Exercise description => Transcribe the material in full, exactly as written.

Material shown =>
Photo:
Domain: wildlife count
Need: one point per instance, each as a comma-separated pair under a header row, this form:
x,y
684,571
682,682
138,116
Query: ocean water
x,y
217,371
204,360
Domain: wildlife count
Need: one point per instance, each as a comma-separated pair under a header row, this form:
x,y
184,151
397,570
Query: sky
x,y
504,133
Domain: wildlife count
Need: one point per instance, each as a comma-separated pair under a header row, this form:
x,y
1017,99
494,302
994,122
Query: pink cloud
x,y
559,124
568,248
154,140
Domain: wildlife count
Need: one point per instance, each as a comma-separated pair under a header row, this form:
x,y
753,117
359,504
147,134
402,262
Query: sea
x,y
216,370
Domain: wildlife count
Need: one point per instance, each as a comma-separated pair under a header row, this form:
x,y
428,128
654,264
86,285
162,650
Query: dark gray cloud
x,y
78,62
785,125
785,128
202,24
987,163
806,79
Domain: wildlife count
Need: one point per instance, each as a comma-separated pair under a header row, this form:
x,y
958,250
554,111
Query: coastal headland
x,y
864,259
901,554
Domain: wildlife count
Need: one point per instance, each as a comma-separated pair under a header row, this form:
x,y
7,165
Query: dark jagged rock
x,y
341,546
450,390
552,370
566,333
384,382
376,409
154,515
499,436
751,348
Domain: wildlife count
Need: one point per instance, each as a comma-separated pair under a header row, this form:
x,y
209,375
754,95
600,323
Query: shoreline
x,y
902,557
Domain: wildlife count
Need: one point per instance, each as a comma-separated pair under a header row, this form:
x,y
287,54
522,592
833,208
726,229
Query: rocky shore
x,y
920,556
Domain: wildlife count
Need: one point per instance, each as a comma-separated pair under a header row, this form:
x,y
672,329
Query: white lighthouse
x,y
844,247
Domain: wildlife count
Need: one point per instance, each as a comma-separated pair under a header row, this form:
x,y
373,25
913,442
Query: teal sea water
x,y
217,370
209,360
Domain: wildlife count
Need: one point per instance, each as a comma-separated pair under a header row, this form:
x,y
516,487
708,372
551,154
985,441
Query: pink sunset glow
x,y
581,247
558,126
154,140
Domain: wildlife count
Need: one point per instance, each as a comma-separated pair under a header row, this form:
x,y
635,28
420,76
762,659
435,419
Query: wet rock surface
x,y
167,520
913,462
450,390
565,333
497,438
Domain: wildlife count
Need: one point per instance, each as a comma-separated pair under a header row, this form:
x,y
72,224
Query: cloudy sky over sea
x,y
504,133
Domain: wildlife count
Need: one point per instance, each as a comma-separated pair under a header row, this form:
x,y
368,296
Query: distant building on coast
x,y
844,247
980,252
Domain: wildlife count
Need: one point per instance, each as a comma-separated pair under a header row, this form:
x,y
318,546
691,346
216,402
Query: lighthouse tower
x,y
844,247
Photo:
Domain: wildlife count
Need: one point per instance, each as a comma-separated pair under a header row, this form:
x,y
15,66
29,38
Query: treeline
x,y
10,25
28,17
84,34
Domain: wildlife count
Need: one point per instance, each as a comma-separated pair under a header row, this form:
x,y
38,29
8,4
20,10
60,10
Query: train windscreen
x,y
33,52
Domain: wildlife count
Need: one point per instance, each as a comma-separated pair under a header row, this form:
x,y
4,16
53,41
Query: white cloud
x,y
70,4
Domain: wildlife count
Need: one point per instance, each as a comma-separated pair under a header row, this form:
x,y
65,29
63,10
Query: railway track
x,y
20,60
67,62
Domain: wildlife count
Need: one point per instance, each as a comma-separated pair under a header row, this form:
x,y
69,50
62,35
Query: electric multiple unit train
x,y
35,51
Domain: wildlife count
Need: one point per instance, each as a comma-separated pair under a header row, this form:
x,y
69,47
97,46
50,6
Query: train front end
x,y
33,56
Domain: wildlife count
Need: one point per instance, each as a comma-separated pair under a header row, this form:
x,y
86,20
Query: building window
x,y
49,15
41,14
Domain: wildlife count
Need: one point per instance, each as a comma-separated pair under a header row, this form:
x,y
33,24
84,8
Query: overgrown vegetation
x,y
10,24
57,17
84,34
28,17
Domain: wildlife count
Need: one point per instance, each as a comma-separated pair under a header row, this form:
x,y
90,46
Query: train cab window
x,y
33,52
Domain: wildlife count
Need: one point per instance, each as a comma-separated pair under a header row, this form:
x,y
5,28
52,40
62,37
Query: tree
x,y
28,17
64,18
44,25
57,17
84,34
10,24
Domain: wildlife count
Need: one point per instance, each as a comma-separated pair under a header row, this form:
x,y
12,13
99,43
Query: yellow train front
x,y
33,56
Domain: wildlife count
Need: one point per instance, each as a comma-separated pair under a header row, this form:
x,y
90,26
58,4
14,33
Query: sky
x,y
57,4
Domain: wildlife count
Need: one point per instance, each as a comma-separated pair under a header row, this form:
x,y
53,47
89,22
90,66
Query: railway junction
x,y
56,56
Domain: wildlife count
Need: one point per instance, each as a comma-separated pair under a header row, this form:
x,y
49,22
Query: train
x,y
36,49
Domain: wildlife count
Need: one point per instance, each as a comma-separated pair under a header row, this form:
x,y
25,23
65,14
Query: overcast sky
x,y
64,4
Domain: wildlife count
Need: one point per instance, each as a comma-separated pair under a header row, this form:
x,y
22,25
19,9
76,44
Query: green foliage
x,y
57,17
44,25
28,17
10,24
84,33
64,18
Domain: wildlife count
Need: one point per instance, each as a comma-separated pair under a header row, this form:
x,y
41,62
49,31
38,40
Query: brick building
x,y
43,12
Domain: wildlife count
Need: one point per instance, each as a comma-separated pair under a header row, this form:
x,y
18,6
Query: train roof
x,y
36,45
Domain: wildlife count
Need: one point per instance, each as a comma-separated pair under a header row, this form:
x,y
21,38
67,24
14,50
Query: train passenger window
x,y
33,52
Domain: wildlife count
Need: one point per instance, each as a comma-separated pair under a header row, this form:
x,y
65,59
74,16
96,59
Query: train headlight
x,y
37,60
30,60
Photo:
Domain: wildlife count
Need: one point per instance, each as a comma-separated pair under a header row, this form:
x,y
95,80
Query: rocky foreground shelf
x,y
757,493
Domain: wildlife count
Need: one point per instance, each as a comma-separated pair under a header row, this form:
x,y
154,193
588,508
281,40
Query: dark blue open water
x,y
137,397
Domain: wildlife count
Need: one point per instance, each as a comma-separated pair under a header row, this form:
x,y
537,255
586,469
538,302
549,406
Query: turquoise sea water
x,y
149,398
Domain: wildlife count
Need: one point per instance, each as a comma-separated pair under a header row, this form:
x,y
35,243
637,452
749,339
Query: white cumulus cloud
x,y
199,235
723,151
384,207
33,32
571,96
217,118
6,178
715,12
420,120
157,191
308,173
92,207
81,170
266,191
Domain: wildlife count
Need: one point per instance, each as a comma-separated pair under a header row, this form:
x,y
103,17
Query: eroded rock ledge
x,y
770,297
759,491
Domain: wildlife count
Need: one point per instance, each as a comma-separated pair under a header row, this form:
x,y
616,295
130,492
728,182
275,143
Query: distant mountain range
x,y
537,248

Answer to this task =>
Photo:
Domain: wildlife count
Need: one point per instance, each as a comma-separated pair under a header row, this form:
x,y
684,571
682,682
138,116
Query: ocean water
x,y
217,371
204,360
Domain: wildlife count
Need: one point per instance, each as a comma-separated pair under a header row, this form:
x,y
184,151
397,570
Query: sky
x,y
504,133
Domain: wildlife count
Need: one point per instance, each as a comma-separated pair under a header row, this form:
x,y
1017,99
494,302
994,122
Query: pink cloud
x,y
559,124
568,248
154,140
Domain: wildlife count
Need: one point per instance, each as a comma-separated pair under a header row, this form:
x,y
753,117
359,504
147,134
402,262
Query: sea
x,y
216,370
Domain: wildlife count
Need: one point per instance, each as a comma-separated pair under a header row, this form:
x,y
428,128
654,264
86,285
162,650
Query: dark gray cloud
x,y
78,62
785,125
785,128
202,24
987,163
806,79
Domain: wildlife count
Need: one point per instance, each as a comma-separated pair under a header row, this form:
x,y
958,250
554,111
Query: coastal headland
x,y
864,259
901,554
Domain: wildlife count
Need: one point per instance, each as a comma-separated pair under a header row, this form:
x,y
7,165
Query: dark jagged rock
x,y
341,546
450,390
552,370
566,333
384,382
376,409
154,515
499,436
751,348
Domain: wildlife count
Need: one point per instance, each as a comma-separated pair under a header row, this form:
x,y
209,375
754,95
600,323
Query: shoreline
x,y
902,557
Domain: wildlife count
Need: one point per instance, each as a comma-separated pair under a header row, this form:
x,y
287,54
522,592
833,208
726,229
Query: rocky shore
x,y
920,556
Domain: wildlife count
Need: one point per instance, each as a comma-separated pair under a header row, this form:
x,y
672,329
Query: white lighthouse
x,y
844,247
Domain: wildlife count
Need: one point per instance, each as a comma-separated pair under a header row, this form:
x,y
373,25
913,442
Query: teal sea water
x,y
217,370
209,360
Domain: wildlife count
Need: one point per instance, each as a comma-separated pair under a header row, this form:
x,y
516,487
708,372
551,154
985,441
Query: pink sunset glow
x,y
581,247
558,126
154,140
Domain: wildlife count
Need: one point per instance, each as a comma-separated pair under a header row, this form:
x,y
635,28
420,76
762,659
435,419
Query: wet rock surface
x,y
167,520
913,462
450,390
565,333
497,438
Domain: wildlife count
Need: one point per instance, each as a comma-separated pair under a header row, this form:
x,y
72,224
Query: cloudy sky over sea
x,y
504,133
Domain: wildlife count
Need: one point per instance, each as a comma-separated pair under a header row, this form:
x,y
368,296
Query: distant building on coast
x,y
844,247
980,252
Domain: wildlife count
Need: one point per instance, each as a comma-separated pair under a header row, this form:
x,y
318,546
691,346
216,402
Query: lighthouse tower
x,y
844,247
Photo:
Domain: wildlife count
Need: one point per instance, each as a comma-separated pair under a header row, this form:
x,y
15,66
29,38
Query: treeline
x,y
10,25
28,17
84,34
Domain: wildlife count
Need: one point per instance, each as a comma-separated pair under a header row, this form:
x,y
38,29
8,4
20,10
60,10
Query: train windscreen
x,y
33,52
Domain: wildlife count
Need: one point per instance, each as a comma-separated pair under a header row, this form:
x,y
4,16
53,41
Query: white cloud
x,y
70,4
Domain: wildlife count
Need: one point per instance, each as a comma-separated pair under a header row, this form:
x,y
65,29
63,10
Query: railway track
x,y
20,60
67,62
Domain: wildlife count
Need: one point per instance, each as a comma-separated pair under a header row, this form:
x,y
69,50
62,35
Query: electric multiple unit train
x,y
35,51
Domain: wildlife count
Need: one point per instance, each as a comma-separated pair under a header row, this form:
x,y
69,47
97,46
50,6
Query: train front end
x,y
33,56
Domain: wildlife count
Need: one point per instance, each as a comma-separated pair under a header row, this form:
x,y
86,20
Query: building window
x,y
49,15
41,14
Domain: wildlife count
Need: one point per instance, each as a comma-separated pair under a header row, this form:
x,y
33,24
84,8
Query: overgrown vegetation
x,y
10,24
57,17
84,34
28,17
Domain: wildlife count
Need: one point per instance, each as a comma-separated pair under a header row, this form:
x,y
90,46
Query: train cab window
x,y
33,52
Domain: wildlife count
Need: one point per instance, each as a comma-separated pair under a header row, this form:
x,y
5,28
52,40
62,37
Query: tree
x,y
28,17
64,18
44,25
57,17
84,34
10,24
Domain: wildlife count
Need: one point per instance, each as a comma-separated pair under a header row, this form:
x,y
12,13
99,43
Query: yellow train front
x,y
33,56
Domain: wildlife count
Need: one point per instance, each as a comma-separated pair under a header row, this form:
x,y
90,26
58,4
14,33
Query: sky
x,y
57,4
Domain: wildlife count
Need: one point per instance, each as a comma-separated pair under a header row, this form:
x,y
53,47
89,22
90,66
Query: railway junction
x,y
56,56
Domain: wildlife count
Need: one point per instance, each as a comma-separated pair under a header row, this form:
x,y
49,22
Query: train
x,y
36,49
Domain: wildlife count
Need: one point per instance, each as a comma-separated pair under a header row, this form:
x,y
25,23
65,14
Query: overcast sky
x,y
64,4
Domain: wildlife count
Need: one point per instance, each as a comma-separated pair under a header row, this form:
x,y
22,25
19,9
76,44
Query: green foliage
x,y
57,17
44,25
28,17
10,24
84,33
64,18
Domain: wildlife count
Need: one point per instance, each as a comma-separated pair under a header row, this form:
x,y
41,62
49,31
38,40
Query: brick building
x,y
43,12
Domain: wildlife count
Need: one point per instance, each as a comma-separated pair under a header row, this form:
x,y
18,6
Query: train roof
x,y
36,45
Domain: wildlife count
Need: one point per instance, each as a comma-separated pair under a header row, this form:
x,y
21,38
67,24
14,50
Query: train passenger window
x,y
33,52
Domain: wildlife count
Need: one point per instance, each as a comma-separated pair under a header row, this form:
x,y
65,59
74,16
96,59
Query: train headlight
x,y
37,60
30,60
Photo:
Domain: wildlife count
Need: one point per instance, each as a comma-separated pair under a header row, this form:
x,y
95,80
Query: rocky foreground shelf
x,y
757,493
Domain: wildlife count
Need: one point per instance, each as a comma-separated pair under a header row, this form:
x,y
154,193
588,508
281,40
Query: dark blue open water
x,y
137,397
Domain: wildlife count
Need: one point per instance, each as a comma-separated pair under a header row, this form:
x,y
537,255
586,469
538,302
549,406
Query: turquoise sea water
x,y
149,398
Domain: wildlife count
Need: one point per instance, each as a comma-separated pair under a header row, this form:
x,y
35,243
637,452
749,339
Query: white cumulus cloud
x,y
199,235
723,151
384,207
33,32
571,96
217,118
6,178
715,12
420,120
157,191
308,173
92,207
81,170
266,191
Domain: wildlife count
Need: one point per instance, each as a comma-separated pair under a header row, this form:
x,y
103,17
Query: eroded rock ledge
x,y
770,297
759,491
Domain: wildlife count
Need: one point per instance, each as a comma-separated pair under a header row, this form:
x,y
616,295
130,492
728,182
275,143
Query: distant mountain range
x,y
537,248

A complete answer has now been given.